» **Source data**:
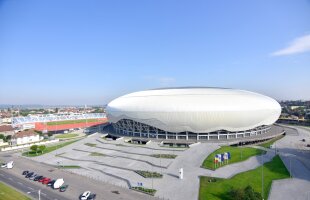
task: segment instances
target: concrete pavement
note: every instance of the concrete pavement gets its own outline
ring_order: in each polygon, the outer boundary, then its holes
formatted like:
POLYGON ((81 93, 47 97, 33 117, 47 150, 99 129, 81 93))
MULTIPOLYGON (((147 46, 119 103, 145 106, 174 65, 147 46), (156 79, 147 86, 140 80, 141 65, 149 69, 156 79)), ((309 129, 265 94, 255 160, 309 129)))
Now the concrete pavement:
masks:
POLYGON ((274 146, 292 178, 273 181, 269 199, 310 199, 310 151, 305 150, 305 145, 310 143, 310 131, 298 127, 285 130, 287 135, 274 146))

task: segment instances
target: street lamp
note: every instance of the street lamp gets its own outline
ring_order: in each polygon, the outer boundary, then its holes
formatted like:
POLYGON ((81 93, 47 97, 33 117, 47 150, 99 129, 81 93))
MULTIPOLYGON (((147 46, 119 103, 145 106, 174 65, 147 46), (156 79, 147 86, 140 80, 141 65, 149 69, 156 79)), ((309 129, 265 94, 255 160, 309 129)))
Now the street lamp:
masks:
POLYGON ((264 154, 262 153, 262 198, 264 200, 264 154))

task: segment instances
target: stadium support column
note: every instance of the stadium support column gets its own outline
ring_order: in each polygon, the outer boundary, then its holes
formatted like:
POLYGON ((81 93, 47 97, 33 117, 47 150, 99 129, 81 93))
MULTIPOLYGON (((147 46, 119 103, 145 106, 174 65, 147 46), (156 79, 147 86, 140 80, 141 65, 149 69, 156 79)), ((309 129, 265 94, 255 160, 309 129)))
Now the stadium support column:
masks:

» **Assigned task**: Reply with nothing but the number of lines in the entries that include "pavement".

» **Task answer**: 3